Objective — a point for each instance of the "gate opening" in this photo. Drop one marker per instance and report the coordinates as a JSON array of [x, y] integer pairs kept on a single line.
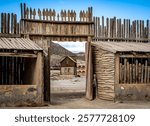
[[67, 71]]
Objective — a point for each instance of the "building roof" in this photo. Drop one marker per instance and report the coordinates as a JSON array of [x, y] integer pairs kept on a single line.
[[18, 44], [69, 58], [123, 46]]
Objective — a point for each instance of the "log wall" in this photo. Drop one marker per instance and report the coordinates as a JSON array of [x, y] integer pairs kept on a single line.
[[104, 67], [116, 29]]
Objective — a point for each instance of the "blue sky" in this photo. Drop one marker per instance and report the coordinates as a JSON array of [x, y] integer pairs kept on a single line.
[[129, 9]]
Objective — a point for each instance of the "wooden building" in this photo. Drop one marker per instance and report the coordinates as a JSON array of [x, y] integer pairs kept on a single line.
[[21, 72], [68, 66], [122, 70]]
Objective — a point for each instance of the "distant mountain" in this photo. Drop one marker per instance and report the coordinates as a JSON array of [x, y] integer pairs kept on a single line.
[[59, 50], [58, 53]]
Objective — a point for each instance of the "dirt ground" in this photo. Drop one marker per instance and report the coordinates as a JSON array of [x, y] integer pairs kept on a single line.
[[70, 94]]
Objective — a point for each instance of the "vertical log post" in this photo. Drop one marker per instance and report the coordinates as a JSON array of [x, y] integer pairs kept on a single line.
[[89, 69]]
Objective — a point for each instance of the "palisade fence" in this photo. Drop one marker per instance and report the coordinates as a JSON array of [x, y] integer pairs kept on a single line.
[[104, 29], [113, 29], [9, 25], [52, 15]]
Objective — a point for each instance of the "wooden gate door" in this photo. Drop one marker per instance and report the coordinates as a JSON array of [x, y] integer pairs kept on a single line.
[[47, 77], [89, 71]]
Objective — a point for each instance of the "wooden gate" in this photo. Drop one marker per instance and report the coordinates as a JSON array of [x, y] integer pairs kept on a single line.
[[44, 26]]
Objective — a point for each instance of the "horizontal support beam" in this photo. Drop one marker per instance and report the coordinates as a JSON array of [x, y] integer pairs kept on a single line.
[[120, 39], [134, 56], [58, 35], [138, 84], [18, 55], [10, 35], [58, 22]]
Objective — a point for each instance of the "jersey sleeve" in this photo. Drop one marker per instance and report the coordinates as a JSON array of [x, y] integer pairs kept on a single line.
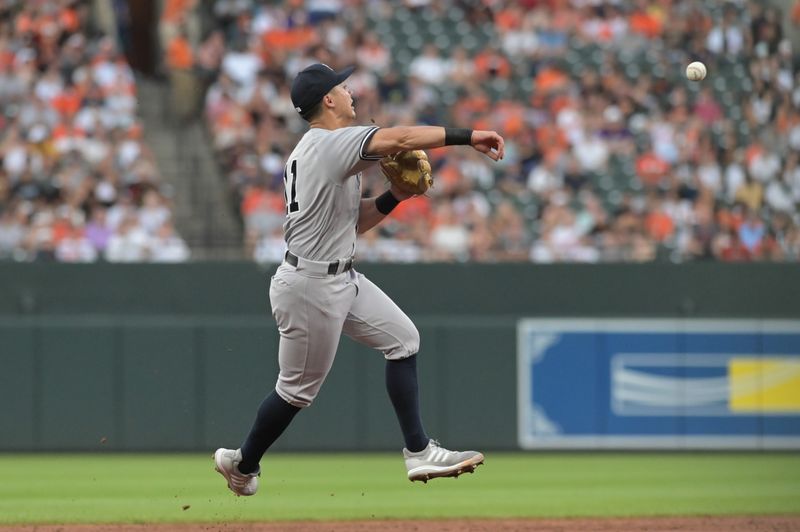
[[345, 150]]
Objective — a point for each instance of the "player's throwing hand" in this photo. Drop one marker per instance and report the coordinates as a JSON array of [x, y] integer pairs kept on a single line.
[[490, 143]]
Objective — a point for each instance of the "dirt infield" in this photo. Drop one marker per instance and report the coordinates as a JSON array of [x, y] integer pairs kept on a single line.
[[656, 524]]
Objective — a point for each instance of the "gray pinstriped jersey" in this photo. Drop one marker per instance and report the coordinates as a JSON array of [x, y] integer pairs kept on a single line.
[[322, 180]]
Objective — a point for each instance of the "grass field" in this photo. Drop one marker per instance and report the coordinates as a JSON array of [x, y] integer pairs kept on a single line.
[[142, 488]]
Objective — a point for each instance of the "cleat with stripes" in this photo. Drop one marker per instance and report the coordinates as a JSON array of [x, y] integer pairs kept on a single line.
[[434, 461]]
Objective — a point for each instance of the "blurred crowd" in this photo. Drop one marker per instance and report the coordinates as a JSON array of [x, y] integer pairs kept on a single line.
[[612, 155], [77, 183]]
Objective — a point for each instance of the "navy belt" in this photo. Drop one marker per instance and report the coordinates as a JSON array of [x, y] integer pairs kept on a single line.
[[333, 267]]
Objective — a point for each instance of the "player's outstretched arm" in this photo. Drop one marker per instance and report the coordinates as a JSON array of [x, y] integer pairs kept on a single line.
[[387, 141]]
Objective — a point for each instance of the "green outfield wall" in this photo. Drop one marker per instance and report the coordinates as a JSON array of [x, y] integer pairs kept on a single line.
[[141, 357]]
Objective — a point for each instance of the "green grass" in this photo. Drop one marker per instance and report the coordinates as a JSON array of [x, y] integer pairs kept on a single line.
[[145, 488]]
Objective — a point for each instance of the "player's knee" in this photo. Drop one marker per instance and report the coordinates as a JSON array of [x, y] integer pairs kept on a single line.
[[296, 398], [406, 346]]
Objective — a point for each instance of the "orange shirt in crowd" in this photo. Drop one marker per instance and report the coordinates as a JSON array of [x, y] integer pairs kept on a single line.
[[550, 79], [174, 9], [646, 24], [67, 102], [412, 209], [659, 225], [651, 168], [290, 39]]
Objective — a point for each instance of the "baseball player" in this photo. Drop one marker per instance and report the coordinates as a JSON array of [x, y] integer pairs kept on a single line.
[[316, 295]]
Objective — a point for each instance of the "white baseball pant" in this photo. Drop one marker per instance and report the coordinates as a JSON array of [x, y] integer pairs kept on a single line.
[[313, 308]]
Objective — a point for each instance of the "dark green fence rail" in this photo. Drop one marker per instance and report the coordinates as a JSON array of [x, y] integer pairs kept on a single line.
[[178, 357]]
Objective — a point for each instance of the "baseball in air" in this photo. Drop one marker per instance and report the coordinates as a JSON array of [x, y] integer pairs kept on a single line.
[[696, 71]]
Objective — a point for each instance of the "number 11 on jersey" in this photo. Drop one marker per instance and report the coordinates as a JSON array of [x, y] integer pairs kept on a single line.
[[290, 184]]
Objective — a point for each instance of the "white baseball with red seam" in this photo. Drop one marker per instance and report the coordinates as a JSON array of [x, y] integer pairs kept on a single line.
[[696, 71]]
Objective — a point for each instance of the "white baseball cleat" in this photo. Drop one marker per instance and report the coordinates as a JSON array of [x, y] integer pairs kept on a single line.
[[226, 462], [435, 461]]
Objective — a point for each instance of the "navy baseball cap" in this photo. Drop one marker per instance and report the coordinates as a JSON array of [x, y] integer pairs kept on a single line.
[[313, 83]]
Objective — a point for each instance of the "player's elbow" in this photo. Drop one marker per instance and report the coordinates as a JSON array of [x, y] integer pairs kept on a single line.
[[386, 141]]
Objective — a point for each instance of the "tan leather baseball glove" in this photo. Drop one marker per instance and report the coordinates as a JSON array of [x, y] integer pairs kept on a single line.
[[410, 171]]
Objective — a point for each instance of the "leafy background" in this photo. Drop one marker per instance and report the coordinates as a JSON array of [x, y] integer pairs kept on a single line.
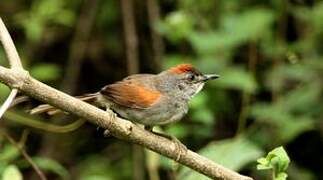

════════

Please render the data from its start through the line containing "[[104, 67], [116, 29]]" as a two-column CSV with the headers source and result. Give one row for each text and its answer, put each in a single quoted field with line breaks changed to spaces, and leave out the pictures.

source,result
"Objective — a point for each instance of the ""gate opening"" in this photo. Drop one marker per instance and report the coordinates as a JSON array of [x, y] integer pairs kept on a single line.","[[67, 71]]"
"Objective — a point for each instance of the ""building roof"" in this photo. Drop one marker per instance and report the coordinates as a JSON array of [x, y] integer pairs kept on a single line.","[[18, 44], [69, 58], [123, 46]]"
"Objective — a point for each instance of the ""log wall"" in this photo. Drop one marker per instance and report the coordinates as a JSON array of [x, y] integer pairs kept on a single line.","[[104, 67], [116, 29]]"